#### YOUR TASKS:
A. In the article about the Carlos Museum's partnerships, what is Renee Stein's position at the museum?
B. Continue the article about the Carlos Museum's partnerships from the point where it stops.

───── TEXT PROVIDED ─────

September 15, 2003

Museum forges unique partnerships

Rachel Robertson

It’s hard to imagine how Delta Air Lines and Hershey’s Food Corp. could help the Carlos Museum analyze its artifacts, but the clever folks at the Carlos have come up with innovative collaborations that take advantage of the unique capabilities of each partner.

As the Carlos conservator, Renee Stein is in charge of contacting these companies to solicit their help in answering particular questions researchers at the museum have about artifacts. Of course, the museum has forged contacts across campus to get help; a well-known example is enlisting the help of medical researchers and technology in Emory Hospital to examine the Ramesses mummy using X-rays and CT scans. Stein also collaborates with people in the physics, chemistry and environmental studies departments.

“We certainly start at home when we can,” she said.

But some questions cannot be answered with equipment at Emory. One such challenge led Stein to Delta in search of an X-ray machine that could penetrate a bronze statuette of a man. The machines at the hospital simply are not powerful enough for the application.

───── DATA ─────

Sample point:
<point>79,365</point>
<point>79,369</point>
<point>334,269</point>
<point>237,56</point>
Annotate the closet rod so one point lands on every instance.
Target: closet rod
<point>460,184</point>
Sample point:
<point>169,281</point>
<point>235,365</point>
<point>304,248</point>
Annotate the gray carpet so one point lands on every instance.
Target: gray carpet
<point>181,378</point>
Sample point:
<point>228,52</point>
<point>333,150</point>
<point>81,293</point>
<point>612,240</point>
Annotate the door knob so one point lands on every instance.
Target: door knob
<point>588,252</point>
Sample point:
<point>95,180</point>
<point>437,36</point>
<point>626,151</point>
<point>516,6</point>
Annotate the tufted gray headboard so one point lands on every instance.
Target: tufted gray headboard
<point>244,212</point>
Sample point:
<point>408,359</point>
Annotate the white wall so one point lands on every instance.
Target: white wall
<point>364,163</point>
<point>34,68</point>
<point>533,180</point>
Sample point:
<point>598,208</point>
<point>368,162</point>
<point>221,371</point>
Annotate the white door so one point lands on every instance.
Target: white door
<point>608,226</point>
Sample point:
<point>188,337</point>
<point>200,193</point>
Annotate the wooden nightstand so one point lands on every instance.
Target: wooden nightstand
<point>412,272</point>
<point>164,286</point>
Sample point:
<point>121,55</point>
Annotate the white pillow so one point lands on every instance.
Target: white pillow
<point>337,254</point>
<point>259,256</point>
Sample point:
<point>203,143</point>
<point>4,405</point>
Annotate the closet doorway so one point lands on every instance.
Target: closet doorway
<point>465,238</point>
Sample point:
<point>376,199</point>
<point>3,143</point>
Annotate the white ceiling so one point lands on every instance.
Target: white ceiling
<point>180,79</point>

─────

#### PER-TASK ANSWERS:
A. She is the Carlos conservator.

B.
At Delta, however, X-ray machines that can penetrate metal are used for Non-destructive Inspections (NDI) of plane parts to search for flaws such as fatigue cracks, wear or corrosion. “The [NDI] inspection is usually much more sensitive to very small defects that can’t be seen visually until they get much larger,” said Craig Schumacher, radiation safety officer at Delta.

The statuette in question, probably of Hellenistic or early Roman origin, had endured multiple repairs before it entered the museum collections. Because antiquities often are assembled from multiple works, it seemed possible that not all the parts originally belonged together.

To answer this question, Stein needed to look at the statue’s joinery, and the Delta NDI lab is expert in just this kind of work.

Although Delta’s staff has collaborated on other research projects involving plane parts, this was the first request they had for examining ancient artifacts, and they were happy to help.

“Helping Emory by providing the use of our facilities is just one way Delta supports the arts and education community in Atlanta,” said Schumacher. “Here at Delta, our employees believe in a strong spirit of giving, sharing, supporting and helping others in any way we can.”

“It was wonderful,” Stein said, “because they are used to looking at metal. They know their instrument well and are can look for all the same things that we look for.”

X-rays revealed both the original joints and old repairs, and Stein was able to determine that the various parts of the statuette truly belonged together. That original visit to Delta occurred more than three years ago, and since then Stein has returned twice more to examine other metal artifacts.

“Each time has been very exciting for us and generates a tremendous amount of interest among everyone here,” Schumacher said. “We enjoy the break from our day-to-day work and the challenge of helping to reveal the secrets that are sometimes hidden within these fantastic works of art.”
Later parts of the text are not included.